*** Extract to read ***

Background
The FCA publishes a guide on financial crime which, although not part of the FCA Handbook, is intended to enhance understanding of its expectations of systems and controls in this area (“the Guide”).
The FCA periodically reviews the Guide and on 27 March 2018 published a consultation paper outlining proposed changes that relate to insider dealing and market manipulation. This note summarises those changes, which will be of interest to firms who are subject to the financial crime rules and who arrange or execute transactions in financial markets (there are miscellaneous changes made to other parts of the Guide which will not be addressed). Although the guidance is not binding, the FCA does expect firms to have regard to what it says and, where appropriate, use it to inform their own financial crime systems and controls.
There is a distinction to be drawn between the criminal and civil insider dealing regimes but the FCA observes that practicalities might mean that firms find it simpler to consider the guidance as applying to all instruments to which both apply.
FCA proposal
The FCA seeks to introduce a new chapter to the Guide (a draft of which can be found starting at page 77 of the consultation paper) outlining observations of good and bad market practice around the requirement to detect, report and counter the risk of financial crime, as it relates to insider dealing and market manipulation (“the New Chapter”).
What does the New Chapter say?
Appropriate measures for the prevention of financial crime are identified as likely to fall into two categories: (1) the identification and prevention of attempted financial crime pre-trade, and (2) the mitigation of future risks posed by clients who have been identified as having already traded suspiciously. The New Chapter addresses both through four distinct themes, which will be considered in turn.
(1) Governance
The FCA expects senior management to take responsibility for the firm’s measures in relation to insider dealing and market manipulation. This includes:
- understanding the risks of insider dealing or market manipulation that their firm is exposed to (both through employee and client activity); and
- establishing adequate policies and procedures to counter these risks.

*** Material provided ***

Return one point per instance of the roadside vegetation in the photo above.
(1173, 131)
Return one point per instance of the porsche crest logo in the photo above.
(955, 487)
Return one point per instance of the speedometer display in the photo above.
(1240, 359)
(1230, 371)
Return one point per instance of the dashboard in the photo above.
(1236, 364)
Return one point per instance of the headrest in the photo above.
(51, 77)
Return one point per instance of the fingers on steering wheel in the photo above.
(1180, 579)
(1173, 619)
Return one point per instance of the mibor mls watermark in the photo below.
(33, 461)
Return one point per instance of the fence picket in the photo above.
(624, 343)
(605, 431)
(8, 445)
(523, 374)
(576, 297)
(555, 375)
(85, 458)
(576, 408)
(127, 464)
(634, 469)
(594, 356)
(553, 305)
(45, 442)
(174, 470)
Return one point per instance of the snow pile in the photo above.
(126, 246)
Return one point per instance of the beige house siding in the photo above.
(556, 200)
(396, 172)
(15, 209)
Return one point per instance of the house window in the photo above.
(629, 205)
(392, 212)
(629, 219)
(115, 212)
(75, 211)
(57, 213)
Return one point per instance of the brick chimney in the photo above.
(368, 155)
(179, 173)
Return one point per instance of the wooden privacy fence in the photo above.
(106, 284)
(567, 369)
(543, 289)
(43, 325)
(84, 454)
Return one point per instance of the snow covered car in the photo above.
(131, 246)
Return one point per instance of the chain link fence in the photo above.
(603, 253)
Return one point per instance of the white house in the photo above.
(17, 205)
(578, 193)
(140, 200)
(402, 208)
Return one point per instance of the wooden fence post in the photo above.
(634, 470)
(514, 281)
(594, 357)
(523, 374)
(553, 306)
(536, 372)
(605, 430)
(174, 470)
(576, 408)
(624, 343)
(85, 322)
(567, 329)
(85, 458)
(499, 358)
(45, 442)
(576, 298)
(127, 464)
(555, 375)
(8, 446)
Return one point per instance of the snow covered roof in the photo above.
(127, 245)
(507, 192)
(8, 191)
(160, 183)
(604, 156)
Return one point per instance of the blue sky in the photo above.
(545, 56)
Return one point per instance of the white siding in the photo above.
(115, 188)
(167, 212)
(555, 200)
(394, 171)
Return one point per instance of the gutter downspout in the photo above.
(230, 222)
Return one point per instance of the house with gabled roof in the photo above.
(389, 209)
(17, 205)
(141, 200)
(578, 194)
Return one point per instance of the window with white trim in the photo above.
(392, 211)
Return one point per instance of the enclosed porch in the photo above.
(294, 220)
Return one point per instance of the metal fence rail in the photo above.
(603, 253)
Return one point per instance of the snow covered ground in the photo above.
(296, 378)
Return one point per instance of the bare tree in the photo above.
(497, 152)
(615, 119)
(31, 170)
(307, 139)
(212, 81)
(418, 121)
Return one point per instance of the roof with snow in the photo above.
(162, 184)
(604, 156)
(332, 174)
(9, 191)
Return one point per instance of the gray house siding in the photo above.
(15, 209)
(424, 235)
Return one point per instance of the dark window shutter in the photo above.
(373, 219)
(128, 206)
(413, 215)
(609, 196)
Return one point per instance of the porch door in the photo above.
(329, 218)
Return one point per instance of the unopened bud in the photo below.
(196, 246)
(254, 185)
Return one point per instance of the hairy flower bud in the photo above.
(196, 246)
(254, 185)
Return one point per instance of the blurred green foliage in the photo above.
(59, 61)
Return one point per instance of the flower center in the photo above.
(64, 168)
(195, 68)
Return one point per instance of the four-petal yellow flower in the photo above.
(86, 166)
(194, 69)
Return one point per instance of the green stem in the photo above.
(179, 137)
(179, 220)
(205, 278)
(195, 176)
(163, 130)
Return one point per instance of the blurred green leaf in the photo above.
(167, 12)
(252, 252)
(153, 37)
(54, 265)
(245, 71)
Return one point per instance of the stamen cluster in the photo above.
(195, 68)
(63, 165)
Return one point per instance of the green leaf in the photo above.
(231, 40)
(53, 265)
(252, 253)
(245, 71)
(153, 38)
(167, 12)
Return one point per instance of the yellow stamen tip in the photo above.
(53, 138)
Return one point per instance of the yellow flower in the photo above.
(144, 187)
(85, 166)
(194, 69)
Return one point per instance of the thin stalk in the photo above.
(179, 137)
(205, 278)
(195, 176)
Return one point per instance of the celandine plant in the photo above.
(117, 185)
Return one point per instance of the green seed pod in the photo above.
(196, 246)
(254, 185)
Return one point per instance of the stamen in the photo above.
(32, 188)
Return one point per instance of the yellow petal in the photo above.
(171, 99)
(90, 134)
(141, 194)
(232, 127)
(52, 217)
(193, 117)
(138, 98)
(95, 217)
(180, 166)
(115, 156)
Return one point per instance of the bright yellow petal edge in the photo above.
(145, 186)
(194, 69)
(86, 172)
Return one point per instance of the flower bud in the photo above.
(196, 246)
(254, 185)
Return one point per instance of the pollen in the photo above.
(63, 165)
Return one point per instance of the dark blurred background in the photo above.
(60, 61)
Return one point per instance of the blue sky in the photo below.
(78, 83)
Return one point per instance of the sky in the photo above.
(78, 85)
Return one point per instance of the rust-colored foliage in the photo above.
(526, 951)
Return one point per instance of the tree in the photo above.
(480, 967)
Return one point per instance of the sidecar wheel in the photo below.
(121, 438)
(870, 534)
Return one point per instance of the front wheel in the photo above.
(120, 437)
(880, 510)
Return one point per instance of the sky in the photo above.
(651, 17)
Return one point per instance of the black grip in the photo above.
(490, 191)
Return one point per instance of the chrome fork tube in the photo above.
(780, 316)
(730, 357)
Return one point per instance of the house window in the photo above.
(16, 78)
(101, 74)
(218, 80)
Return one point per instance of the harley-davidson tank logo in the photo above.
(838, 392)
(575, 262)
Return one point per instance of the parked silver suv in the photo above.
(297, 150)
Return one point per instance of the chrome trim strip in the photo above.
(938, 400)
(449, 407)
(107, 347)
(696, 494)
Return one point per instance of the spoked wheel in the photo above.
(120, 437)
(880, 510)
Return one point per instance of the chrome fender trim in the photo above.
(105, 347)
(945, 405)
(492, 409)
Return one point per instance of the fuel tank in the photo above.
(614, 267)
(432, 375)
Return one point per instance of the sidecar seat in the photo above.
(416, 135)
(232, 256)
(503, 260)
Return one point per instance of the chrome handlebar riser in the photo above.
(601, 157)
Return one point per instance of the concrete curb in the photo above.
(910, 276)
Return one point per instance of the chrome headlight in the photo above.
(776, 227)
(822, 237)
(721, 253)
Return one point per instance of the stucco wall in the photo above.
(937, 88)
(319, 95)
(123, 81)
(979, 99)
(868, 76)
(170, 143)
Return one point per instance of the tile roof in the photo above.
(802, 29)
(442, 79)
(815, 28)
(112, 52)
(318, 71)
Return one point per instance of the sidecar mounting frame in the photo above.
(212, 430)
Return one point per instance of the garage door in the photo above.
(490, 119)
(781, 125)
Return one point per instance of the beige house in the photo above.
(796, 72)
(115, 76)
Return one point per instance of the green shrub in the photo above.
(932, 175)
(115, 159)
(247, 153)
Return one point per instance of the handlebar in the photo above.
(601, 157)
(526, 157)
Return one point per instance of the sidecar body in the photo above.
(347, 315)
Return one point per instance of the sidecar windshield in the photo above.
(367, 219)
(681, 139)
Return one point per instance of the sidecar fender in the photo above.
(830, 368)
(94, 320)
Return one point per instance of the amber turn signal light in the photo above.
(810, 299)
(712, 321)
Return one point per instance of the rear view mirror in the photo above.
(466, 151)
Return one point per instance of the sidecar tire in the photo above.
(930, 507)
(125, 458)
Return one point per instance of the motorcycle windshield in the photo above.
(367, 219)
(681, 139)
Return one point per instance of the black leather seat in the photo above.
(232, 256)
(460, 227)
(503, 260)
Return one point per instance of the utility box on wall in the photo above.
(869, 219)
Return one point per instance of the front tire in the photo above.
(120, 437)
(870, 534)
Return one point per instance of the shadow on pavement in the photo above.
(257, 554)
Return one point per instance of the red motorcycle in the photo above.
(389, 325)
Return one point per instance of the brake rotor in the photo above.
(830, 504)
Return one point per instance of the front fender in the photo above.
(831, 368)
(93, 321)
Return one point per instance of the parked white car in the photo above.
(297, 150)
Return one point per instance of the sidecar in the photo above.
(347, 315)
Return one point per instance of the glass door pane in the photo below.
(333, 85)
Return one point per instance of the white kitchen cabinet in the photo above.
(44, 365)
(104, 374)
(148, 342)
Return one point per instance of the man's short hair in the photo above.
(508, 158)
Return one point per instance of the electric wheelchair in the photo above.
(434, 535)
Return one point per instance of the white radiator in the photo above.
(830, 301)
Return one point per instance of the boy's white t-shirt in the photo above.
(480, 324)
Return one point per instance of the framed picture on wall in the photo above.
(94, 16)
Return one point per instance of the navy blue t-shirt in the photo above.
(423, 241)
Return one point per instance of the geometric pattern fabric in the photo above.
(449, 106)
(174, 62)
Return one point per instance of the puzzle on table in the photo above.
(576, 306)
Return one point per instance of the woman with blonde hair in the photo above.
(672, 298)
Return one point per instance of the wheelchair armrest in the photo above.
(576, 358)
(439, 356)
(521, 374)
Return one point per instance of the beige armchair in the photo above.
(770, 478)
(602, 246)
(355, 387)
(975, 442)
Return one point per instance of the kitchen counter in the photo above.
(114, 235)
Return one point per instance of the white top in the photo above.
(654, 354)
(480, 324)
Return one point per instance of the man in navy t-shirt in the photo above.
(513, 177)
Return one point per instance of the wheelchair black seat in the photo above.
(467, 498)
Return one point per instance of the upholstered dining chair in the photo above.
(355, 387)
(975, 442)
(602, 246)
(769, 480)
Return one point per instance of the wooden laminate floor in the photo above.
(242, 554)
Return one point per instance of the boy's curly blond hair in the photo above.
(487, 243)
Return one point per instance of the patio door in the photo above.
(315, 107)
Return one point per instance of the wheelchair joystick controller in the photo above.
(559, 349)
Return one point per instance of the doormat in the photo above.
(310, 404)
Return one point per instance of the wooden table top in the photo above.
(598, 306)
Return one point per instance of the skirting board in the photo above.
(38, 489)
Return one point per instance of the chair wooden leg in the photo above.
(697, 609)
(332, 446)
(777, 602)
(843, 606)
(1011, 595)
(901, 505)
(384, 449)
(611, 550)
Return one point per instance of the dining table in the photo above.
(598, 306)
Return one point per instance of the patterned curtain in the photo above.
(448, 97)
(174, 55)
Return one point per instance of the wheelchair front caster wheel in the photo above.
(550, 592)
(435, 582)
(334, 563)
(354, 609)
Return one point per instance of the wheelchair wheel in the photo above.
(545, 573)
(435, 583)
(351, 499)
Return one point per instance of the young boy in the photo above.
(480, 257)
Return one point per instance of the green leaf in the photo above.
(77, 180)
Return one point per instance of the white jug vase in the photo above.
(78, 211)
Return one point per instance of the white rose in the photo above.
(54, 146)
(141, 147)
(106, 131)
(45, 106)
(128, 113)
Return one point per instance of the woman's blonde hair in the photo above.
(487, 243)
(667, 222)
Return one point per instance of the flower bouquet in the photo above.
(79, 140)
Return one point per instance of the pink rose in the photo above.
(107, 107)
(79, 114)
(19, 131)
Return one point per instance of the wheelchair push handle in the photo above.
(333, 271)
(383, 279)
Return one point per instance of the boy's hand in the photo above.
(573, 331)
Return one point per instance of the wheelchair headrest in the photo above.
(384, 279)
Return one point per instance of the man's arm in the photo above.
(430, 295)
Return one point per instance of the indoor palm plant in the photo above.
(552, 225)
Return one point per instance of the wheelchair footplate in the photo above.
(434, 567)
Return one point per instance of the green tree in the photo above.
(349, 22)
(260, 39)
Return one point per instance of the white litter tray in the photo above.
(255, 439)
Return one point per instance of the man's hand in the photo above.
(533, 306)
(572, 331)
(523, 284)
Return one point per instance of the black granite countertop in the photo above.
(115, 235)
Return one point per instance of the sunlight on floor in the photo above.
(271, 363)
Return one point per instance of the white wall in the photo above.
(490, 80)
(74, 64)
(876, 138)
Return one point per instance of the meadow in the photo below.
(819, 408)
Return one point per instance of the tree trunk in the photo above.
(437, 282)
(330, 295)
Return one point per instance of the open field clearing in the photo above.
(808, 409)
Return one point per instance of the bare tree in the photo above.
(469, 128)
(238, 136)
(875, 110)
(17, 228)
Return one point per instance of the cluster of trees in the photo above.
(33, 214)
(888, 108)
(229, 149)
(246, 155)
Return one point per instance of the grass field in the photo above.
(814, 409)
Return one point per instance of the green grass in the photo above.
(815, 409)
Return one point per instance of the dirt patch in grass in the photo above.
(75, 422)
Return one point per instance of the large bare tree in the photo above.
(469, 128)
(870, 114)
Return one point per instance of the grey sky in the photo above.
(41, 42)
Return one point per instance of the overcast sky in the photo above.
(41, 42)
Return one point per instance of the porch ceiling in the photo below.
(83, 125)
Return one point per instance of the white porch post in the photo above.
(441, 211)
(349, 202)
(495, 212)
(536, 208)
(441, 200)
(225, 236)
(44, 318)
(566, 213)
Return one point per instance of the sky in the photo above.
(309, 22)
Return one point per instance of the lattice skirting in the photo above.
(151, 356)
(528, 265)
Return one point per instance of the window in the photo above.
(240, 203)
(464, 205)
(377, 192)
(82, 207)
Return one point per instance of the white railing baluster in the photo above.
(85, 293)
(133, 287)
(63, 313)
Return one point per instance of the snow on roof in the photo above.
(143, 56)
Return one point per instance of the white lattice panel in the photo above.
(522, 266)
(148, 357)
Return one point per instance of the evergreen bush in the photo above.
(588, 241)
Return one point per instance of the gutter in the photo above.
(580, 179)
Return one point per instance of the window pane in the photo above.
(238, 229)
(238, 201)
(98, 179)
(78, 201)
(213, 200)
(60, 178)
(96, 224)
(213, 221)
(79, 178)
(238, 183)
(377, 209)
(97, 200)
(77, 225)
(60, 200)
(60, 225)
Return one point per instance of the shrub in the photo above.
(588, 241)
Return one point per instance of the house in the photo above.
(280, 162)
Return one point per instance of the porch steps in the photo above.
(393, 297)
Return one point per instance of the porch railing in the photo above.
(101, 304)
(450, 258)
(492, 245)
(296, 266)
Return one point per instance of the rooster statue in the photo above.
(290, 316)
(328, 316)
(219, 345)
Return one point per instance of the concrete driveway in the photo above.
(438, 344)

***

■ What is asked:
[A] According to the FCA guidance note, on what date did the FCA publish its consultation paper?
[B] Carry on writing the FCA guidance note, picking up after its final line.
The material above comes from a separate source.

■ Task answers:
[A] 27 March 2018.

[B]
Senior management should also be aware of and manage the potential conflict of interest which may arise from the firm’s focus on revenue generation versus its obligation to counter the risk of the firm being used to further financial crime.
The New Chapter lists questions that a firm should ask of itself in order to help determine how effective its systems and controls are, which include the following:
- Does the firm’s senior management team understand the legal definitions of insider dealing and market manipulation, and the ways in which the firm may be exposed to the risk of these crimes?
- Does the firm’s senior management team regularly receive management information in relation to suspected insider dealing or market manipulation?
- How does senior management make sure that the firm’s systems and controls for detecting insider dealing and market manipulation are robust? How do they set the tone from the top?
- How does the firm’s money laundering reporting officer (“MLRO”) interact with the individual/departments responsible for order and trade surveillance/monitoring?
- How does senior management make decisions in relation to concerns about potential financial crime raised to them by Compliance? Do they act appropriately to mitigate these risks?
- How does senior management make sure that its employees have the appropriate training to identify potential insider dealing and market manipulation?
The New Chapter also lists examples of good and bad practice. Examples of good practice include when:
- senior management are able to recognise and articulate the warning signs that insider dealing and market manipulation is taking place; and
- senior management regularly receive management information in relation to possible insider dealing or market manipulation.
Examples of bad practice include when:
- there is little evidence that possible insider dealing or market manipulation is taken seriously by senior management, and addressing these risks is seen as a legal or regulatory necessity rather than a matter of true concern for the business; and
- the Compliance function has limited independence and the first line can block concerns from being escalated.
(2) Risk assessment
The New Chapter suggests that firms should assess and regularly review the risk that they may be used to facilitate insider dealing or market manipulation. Factors that should be incorporated into this assessment include the client types, products, instruments and services offered/provided by the firm. Firms should also consider how they mitigate the financial crime risks they have identified. This could include undertaking enhanced order and transaction monitoring on clients, setting client-specific pre-trade limits, and declining business or terminating client relationships if appropriate.
Self-assessment questions for a firm include:
- Has the firm considered whether any of its products/services, or any of the clients it has, poses a higher risk that the firm might be used to facilitate insider dealing or market manipulation? How has the firm determined this?
- Who is responsible for carrying out the risk assessment and keeping it up to date? Do they have sufficient levels of expertise (including markets and financial crime knowledge) and seniority?
- How does the firm use its risk assessment when deciding which business to accept?
- How often is the risk framework reviewed, and who approves it?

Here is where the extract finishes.